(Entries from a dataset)

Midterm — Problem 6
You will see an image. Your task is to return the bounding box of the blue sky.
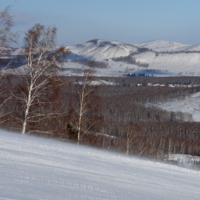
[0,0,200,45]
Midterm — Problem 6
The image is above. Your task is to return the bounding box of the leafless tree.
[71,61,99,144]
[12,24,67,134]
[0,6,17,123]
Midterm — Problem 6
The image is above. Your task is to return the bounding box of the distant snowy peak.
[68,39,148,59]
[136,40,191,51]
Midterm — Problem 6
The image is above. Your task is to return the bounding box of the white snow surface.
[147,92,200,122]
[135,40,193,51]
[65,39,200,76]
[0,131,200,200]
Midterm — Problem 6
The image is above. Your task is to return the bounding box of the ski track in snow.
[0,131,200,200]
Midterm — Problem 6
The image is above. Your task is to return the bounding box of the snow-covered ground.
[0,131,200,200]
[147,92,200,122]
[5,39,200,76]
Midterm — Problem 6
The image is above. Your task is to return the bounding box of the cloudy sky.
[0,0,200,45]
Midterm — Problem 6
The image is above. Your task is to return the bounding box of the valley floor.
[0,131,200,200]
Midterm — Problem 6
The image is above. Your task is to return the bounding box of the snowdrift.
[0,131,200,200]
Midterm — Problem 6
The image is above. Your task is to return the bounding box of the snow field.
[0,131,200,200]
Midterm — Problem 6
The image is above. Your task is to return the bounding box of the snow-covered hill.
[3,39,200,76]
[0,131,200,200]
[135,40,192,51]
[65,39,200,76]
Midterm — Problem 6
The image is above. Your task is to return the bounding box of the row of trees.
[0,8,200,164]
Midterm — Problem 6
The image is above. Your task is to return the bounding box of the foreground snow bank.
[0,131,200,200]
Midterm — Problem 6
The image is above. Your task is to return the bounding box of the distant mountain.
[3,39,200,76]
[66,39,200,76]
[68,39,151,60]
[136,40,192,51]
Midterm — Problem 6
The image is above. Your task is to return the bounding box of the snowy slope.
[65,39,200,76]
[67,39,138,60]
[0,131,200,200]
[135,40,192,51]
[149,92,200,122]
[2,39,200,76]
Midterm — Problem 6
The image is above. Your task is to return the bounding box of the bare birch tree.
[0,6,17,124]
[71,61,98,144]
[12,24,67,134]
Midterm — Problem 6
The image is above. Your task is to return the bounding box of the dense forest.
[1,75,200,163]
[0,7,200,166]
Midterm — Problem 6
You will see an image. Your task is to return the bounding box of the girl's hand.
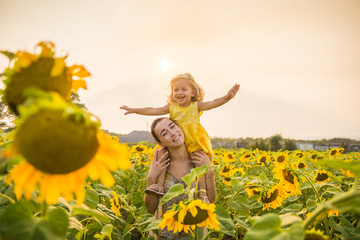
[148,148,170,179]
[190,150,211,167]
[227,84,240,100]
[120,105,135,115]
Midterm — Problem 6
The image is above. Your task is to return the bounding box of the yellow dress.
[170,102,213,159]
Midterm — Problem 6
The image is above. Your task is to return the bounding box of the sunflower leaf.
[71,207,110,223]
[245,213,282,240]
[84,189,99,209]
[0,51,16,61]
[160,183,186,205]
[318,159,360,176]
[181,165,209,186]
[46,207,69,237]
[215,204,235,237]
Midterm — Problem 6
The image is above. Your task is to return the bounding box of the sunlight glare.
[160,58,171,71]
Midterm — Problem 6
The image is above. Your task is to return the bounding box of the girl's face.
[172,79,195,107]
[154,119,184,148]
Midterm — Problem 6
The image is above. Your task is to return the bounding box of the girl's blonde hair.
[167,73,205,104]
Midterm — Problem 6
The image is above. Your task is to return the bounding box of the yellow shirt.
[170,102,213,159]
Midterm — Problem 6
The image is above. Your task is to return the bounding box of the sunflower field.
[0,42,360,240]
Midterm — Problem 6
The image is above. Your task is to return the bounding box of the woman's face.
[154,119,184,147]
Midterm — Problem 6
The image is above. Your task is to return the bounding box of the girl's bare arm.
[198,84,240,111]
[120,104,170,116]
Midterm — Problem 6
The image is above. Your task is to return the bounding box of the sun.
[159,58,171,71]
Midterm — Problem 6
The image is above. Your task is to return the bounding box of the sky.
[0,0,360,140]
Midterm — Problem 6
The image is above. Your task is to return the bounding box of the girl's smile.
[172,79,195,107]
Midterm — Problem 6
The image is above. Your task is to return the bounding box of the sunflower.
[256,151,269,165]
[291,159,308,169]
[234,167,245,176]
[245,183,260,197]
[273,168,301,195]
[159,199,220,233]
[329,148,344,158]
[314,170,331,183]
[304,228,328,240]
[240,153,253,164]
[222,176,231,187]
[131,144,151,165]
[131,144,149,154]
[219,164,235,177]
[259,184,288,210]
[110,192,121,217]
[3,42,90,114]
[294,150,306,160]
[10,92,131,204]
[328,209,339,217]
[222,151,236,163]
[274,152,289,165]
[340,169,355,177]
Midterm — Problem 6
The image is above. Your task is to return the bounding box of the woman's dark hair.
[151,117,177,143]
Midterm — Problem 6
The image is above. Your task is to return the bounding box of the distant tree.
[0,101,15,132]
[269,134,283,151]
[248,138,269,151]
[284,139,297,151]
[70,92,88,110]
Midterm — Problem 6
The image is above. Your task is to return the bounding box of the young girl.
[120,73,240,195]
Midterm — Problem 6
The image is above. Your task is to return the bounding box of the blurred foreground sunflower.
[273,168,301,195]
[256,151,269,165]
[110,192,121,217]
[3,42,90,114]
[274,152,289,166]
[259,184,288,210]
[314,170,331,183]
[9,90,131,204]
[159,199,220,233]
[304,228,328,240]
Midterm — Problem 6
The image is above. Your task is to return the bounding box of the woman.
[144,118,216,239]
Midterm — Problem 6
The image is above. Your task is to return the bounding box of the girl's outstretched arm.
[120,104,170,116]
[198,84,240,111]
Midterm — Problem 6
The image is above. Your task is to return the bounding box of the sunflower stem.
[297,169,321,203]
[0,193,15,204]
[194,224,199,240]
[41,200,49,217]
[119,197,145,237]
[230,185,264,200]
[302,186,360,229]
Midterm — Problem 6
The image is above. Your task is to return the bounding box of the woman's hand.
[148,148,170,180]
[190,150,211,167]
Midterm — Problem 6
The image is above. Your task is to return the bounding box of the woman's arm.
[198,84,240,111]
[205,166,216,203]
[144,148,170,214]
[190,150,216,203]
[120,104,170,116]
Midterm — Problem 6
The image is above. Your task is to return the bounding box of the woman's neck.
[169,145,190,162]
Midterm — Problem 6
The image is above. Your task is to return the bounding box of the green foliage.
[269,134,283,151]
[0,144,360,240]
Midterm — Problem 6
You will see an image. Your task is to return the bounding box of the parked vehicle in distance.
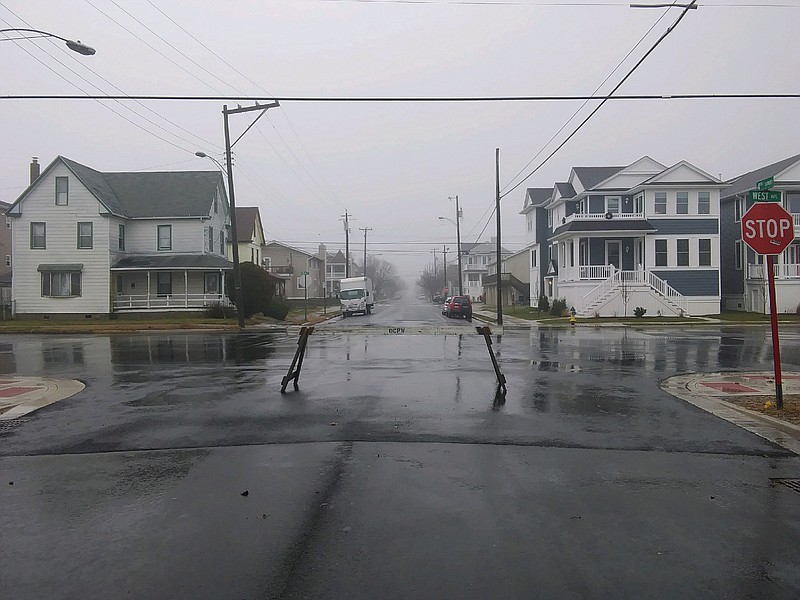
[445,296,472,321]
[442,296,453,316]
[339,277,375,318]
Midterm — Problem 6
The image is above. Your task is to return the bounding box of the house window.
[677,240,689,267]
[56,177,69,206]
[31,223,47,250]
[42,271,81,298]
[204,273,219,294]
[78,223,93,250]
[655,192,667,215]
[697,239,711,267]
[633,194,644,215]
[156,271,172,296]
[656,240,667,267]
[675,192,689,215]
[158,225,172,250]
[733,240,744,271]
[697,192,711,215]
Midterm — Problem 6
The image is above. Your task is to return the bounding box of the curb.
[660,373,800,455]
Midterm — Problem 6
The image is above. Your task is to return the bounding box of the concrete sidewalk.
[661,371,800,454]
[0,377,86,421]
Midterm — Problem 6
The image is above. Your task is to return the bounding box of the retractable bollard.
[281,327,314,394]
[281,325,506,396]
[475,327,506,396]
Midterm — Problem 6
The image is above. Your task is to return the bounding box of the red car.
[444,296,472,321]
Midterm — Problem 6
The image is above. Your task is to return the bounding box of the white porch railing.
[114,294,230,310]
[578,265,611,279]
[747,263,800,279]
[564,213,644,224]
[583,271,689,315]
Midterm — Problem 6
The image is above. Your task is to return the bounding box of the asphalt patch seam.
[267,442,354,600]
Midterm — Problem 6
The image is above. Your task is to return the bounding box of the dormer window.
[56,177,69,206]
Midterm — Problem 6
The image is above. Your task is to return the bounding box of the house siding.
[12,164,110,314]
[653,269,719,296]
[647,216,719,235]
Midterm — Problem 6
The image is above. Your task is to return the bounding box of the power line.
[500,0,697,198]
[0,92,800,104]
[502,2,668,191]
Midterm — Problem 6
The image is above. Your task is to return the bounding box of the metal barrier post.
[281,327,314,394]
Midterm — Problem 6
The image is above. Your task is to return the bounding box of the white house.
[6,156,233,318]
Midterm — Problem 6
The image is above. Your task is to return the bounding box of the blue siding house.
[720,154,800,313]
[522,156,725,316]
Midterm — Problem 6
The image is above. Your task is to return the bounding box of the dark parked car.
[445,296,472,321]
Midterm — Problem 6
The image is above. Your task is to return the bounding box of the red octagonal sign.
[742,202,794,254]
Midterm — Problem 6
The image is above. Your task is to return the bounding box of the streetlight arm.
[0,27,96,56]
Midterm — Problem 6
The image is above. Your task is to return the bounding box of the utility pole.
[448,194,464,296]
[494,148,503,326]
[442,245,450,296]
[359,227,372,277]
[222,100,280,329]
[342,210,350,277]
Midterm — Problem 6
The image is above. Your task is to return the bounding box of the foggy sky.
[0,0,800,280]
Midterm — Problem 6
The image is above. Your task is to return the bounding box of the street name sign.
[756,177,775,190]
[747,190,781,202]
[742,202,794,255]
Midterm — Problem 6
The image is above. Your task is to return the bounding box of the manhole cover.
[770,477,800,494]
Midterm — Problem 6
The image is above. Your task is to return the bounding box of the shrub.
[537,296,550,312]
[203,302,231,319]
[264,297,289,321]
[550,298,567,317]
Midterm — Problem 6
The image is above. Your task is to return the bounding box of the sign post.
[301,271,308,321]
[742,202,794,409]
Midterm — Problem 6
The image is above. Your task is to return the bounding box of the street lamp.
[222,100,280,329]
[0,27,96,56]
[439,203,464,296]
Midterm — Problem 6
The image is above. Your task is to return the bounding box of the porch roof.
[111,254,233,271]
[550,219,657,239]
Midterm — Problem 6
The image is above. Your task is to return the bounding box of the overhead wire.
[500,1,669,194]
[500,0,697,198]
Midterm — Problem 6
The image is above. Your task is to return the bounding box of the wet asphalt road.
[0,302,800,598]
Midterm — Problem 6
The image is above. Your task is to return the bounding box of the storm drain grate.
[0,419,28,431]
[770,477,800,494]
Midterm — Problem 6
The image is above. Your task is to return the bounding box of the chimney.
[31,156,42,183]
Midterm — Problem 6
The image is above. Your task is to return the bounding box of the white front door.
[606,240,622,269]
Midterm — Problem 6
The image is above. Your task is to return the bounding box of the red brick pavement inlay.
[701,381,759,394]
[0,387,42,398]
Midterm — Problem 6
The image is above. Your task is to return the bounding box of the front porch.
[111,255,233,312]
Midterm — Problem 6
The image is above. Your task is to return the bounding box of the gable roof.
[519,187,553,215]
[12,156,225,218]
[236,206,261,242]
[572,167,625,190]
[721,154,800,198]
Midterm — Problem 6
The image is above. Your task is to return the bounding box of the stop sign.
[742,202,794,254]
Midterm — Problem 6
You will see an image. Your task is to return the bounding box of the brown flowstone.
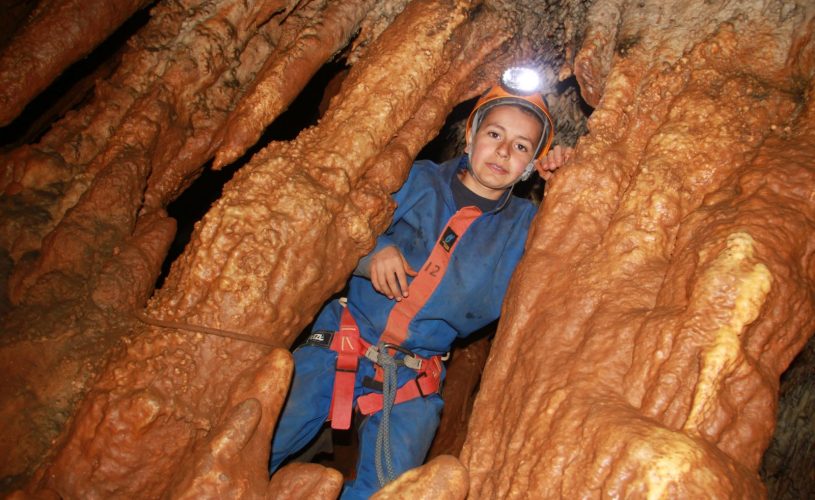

◆ **DIRECTIONS**: Format the entries above as a JSON list of strings, one string per line with blank lines left out, starting at the first line and going on through the line that contains "[0,6,17,123]", both included. Leave the pictures out.

◆ **RESPONSE TO THE EXERCISE**:
[
  "Midterm — Problem 6",
  "You will see an image. Your task is to return the bounding box of the blue sky.",
  "[0,0,200,45]",
  "Midterm — Problem 6",
  "The image is above. Your task is to return the bounding box of the leafless tree.",
  "[71,61,99,144]",
  "[12,24,67,134]",
  "[0,6,17,123]"
]